* Entries supplied:
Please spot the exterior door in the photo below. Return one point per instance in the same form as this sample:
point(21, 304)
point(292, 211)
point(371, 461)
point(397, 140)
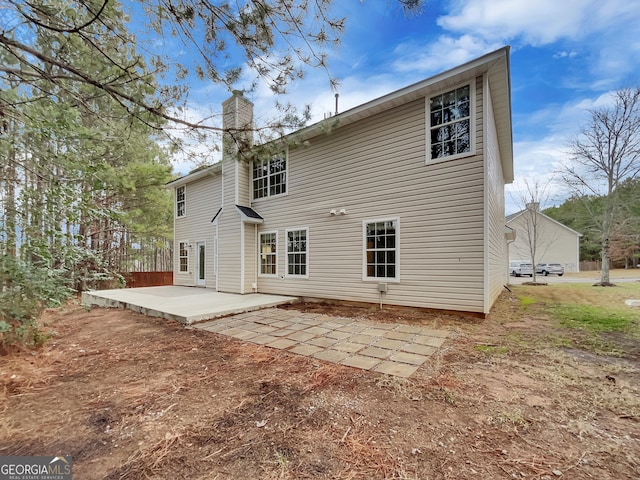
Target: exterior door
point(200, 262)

==

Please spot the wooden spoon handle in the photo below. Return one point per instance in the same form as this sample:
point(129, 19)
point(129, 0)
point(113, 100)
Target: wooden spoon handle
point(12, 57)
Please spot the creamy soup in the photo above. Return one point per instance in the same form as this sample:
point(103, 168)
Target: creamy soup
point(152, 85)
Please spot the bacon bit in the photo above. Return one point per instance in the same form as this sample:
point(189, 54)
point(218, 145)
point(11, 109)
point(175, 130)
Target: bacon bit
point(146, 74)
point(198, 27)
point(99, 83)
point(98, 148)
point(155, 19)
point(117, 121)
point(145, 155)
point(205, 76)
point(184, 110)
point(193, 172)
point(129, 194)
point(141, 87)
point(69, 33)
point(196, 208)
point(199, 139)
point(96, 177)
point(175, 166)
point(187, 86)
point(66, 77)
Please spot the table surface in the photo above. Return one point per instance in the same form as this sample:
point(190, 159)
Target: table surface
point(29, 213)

* Instructions for the task: Rewrite the lines that begin at the one containing "Please spot the exterior" and stop after the one containing "point(200, 262)", replacing "exterior door" with "entrance door" and changing nothing else. Leave the picture out of your answer.

* Exercise answer:
Please spot the entrance door in the photo below. Return one point per instance in the same form as this sample:
point(21, 304)
point(292, 211)
point(371, 461)
point(397, 140)
Target: entrance door
point(200, 262)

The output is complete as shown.